Requirements:
Resume the article on building a TPA6120 headphone amplifier, writing on from its final sentence.

Article:
----
This project is not suitable for a newbeginner, but if you only have a soldering iron with a very fine tip and you don't tremble and have a good pair of tweezers, it shouldn't be any problems to succeed. This amp is not very hard to solder, yes I'm not kidding and it's really cool, not common DIY stuff!

Notice that TPA6120 has a very special package which may be a bit hard to solder. See my instructions about this.

The package is called PowerPAD and more info about this is found here.

Quote from Texas Instruments:

The PowerPAD thermally enhanced package provides greater design flexibility and increased thermal efficiency in a standard size IC package. PowerPAD's improved performance permits higher clock speeds, more compact systems and more aggressive design criteria.

PowerPAD packages are available in several standard surface mount configurations. They can be mounted using standard printed circuit board (PCB) assembly techniques, and can be removed and replaced using standard repair procedures.

To make optimum use of the thermal efficiencies designed into the PowerPAD package, the PCB must be designed with this technology in mind. This document will focus on the specifics of integrating a PowerPAD package into the PCB design.

This is what Texas Instruments wants to say about their new ultra extreme headphone amp IC.

The TPA6120A2 is a high fidelity audio amplifier built on a current-feedback architecture. This high bandwidth, extremely low noise device is ideal for high performance equipment. The better than 120 dB of dynamic range exceeds the capabilities of the human ear, ensuring that nothing audible is lost due to the amplifier. The solid design and performance of the TPA6120A2 ensures that music, not the amplifier, is heard.

Evaluation module

Texas Instruments has made an evaluation module which can be bought for a rather cheap price. This module has a good documentation which can be found here.
----
Record list:
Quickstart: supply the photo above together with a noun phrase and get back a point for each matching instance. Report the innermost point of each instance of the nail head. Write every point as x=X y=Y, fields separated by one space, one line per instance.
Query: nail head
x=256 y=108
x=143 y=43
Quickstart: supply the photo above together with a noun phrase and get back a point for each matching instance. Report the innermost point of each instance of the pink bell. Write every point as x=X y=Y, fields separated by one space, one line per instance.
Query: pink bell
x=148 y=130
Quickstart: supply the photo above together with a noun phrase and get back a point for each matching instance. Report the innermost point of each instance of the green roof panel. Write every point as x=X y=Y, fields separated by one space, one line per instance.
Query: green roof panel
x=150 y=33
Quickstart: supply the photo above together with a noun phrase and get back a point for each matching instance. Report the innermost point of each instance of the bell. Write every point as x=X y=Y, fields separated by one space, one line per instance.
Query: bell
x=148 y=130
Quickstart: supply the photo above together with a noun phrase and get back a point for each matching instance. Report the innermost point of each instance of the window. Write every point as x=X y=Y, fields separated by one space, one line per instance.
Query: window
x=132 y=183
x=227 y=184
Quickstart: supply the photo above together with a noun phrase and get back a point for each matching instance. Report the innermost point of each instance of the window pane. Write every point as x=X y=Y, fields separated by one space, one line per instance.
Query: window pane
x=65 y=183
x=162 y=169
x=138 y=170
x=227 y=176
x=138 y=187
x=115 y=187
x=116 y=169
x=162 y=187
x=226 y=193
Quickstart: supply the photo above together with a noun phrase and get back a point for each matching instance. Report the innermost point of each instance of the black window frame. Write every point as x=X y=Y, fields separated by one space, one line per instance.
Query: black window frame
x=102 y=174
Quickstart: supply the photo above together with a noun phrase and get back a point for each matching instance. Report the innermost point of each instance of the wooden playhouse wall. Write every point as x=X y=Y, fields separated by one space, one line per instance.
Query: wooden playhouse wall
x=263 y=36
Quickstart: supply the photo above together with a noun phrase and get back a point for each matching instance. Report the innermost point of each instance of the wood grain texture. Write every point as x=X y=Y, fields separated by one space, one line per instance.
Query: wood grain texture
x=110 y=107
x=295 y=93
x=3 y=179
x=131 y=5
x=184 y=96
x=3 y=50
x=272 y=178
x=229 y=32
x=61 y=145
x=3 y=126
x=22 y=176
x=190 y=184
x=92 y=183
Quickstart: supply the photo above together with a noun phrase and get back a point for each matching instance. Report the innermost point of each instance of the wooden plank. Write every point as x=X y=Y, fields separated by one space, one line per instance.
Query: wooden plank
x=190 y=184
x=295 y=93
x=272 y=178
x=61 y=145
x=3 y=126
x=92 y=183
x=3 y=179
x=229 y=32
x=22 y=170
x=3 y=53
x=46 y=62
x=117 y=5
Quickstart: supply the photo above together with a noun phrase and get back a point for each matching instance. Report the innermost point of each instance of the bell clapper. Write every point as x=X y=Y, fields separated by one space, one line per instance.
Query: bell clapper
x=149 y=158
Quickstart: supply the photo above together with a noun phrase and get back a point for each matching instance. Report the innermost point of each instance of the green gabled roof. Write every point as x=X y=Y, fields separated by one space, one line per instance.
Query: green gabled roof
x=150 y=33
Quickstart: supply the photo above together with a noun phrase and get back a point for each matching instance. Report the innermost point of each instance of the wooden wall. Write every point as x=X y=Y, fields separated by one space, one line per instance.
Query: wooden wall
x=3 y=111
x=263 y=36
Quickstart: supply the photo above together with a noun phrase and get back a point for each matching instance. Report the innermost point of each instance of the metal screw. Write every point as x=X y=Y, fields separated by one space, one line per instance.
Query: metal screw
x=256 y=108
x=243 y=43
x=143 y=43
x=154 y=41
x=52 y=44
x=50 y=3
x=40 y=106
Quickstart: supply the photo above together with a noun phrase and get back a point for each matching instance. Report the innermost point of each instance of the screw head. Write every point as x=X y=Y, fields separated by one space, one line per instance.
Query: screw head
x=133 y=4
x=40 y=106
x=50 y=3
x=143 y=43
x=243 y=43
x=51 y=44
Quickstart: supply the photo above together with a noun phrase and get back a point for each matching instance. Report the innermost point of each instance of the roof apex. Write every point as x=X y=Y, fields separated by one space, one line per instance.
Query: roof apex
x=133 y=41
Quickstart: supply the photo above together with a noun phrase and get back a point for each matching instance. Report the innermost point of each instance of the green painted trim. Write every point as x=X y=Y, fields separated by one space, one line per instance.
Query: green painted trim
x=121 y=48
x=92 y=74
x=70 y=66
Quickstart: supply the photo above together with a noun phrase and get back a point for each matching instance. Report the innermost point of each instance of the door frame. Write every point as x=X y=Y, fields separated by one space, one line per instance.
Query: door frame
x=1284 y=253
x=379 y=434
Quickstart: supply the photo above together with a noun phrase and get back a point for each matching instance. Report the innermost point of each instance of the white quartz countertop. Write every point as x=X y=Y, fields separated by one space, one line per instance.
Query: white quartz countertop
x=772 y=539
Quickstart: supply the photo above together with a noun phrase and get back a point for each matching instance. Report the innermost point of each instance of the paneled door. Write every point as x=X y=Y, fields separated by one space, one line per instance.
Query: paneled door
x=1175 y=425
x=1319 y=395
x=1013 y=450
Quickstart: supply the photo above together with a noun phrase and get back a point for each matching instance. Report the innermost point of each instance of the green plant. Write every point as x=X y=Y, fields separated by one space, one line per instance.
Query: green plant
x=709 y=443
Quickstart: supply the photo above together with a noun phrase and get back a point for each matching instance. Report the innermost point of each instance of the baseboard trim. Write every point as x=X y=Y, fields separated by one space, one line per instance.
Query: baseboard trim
----
Result:
Active elements are AD8610 OPA134 or OPA627 and a headphone amp TPA6120. The operational amplifiers are one of the best in their market segments. The AD8610 is new and very interesting and I have chosen this to be my reference opamp. Any high performing opamp



The schematics, page 1 and 2.

Click on the picture to get a larger view. The picture shows the schematics of the amp. Of course you can't use it for anything except for an overview. Please download the pdf-file instead if you want to see the details.

The text is for the left channel.

The main part is a power amp, the TPA6120, IC3. The TPA6120 is a new headphone amp IC with extra good driving capability of 700 mA which will be sufficient for all headphones on the market. The TPA6120 is of a current feedback topology and this makes the inputs a bit unusual. The input bias currents are around 12 µA which more or less means that you must use a buffer in front of the TPA6120. This IC is designed to be used with low impedance signal sources so in order to avoid problems I have chosen to let an AD8610, IC1 feed the TPA6120.

Inverting mode for the TPA6120

The TPA6120 runs in inverting mode just because this will reduce the distortion by a factor of 10. This means that this design will invert the signal. Some people have problems with that but the only way to circumvent this is to use Sennheiser headphones with separate cables. Sorry believers for the absolute phase, this is not a product for you. Still it isn't totally impossible to change the amp to a non-inverting one but it requires a bit handiness. I leave this to those who are mighty for the task.

The input buffer

This design needs an input buffer because of the rather high input bias currents of the TPA6120. I have chosen AD8610 just because I like it. Any good single SO08 opamp will do here.

The gain

The total gain is determined by R4 and R5. Gain = R5/R4 + 1. Low values of these resistors is important if you want low noise.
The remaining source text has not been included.